» Set tasks:
1. In the floor-of-square-root thread, what upper limit on m does the reply say the original specification overlooked?
2. Please say whether each statement agrees with the floor-of-square-root thread, and back each yes or no with the deciding words quoted from it. (a) The reply says something was missed in the original specification. (b) The asker cites n² being the largest perfect square less than or equal to x as the reason √x lies between n and n+1. (c) The reply treats m ≥ 2n+1 as consistent with the setup.

begin Selected passage

Let $n^2$ be the largest perfect square that is less than or equal to $x$, then $x$ can be defined as follows,
$$ x = n^2 + m + \epsilon, 0\lt\epsilon\lt 1, m\in\Bbb Z$$
Show that $\left\lfloor \sqrt{x} \right\rfloor$ is $n$ and show that $\left\lfloor \sqrt{\left\lfloor x \right\rfloor} \right\rfloor$ is also $n$.
Proof: let us just consider proofing why $\left\lfloor \sqrt{x} \right\rfloor$ is $n$.
Start with $\left\lfloor \sqrt{x} \right\rfloor$,
$$\sqrt{x} = \sqrt{n^2 + m + \epsilon}$$
The proof claims that since $n^2$ is the perfect largest square that is less than or equal to $x$, $\sqrt{x}$ has to be between $n$ and $n+1$,
$$\left\lfloor \sqrt{x} \right\rfloor = n$$
Could you please explain as why $\left\lfloor \sqrt{x} \right\rfloor = n$?
In your specification, you overlooked something:
Since $n^2 \leq x < (n+1)^2$,
$m \leq (2n)$.
This follows, since if $m \geq (2n+1)$, then $n^2 + m + \epsilon$ would be $\geq (n+1)^2$, which is a contradiction.
Then, you have that $\sqrt{x} = \sqrt{n^2 + m + \epsilon} < \sqrt{n^2 + (2n+1)} = \sqrt{(n+1)^2} = (n+1)\implies$
$n = \sqrt{n^2} \leq \sqrt{x} < (n+1) \implies$
$\left\lfloor \sqrt{x}\right\rfloor = n.$

end Selected passage
begin Data segment

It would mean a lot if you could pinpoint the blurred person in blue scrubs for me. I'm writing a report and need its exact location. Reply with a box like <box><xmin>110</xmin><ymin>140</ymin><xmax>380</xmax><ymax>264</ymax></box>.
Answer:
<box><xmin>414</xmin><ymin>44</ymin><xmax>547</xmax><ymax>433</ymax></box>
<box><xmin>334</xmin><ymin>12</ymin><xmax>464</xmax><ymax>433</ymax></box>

end Data segment

» Results by task:
1. m is at most 2n.

2.
(a) Yes: "In your specification, you overlooked something"
(b) Yes: "since $n^2$ is the perfect largest square that is less than or equal to $x$, $\sqrt{x}$ has to be between $n$ and $n+1$"
(c) No: "which is a contradiction"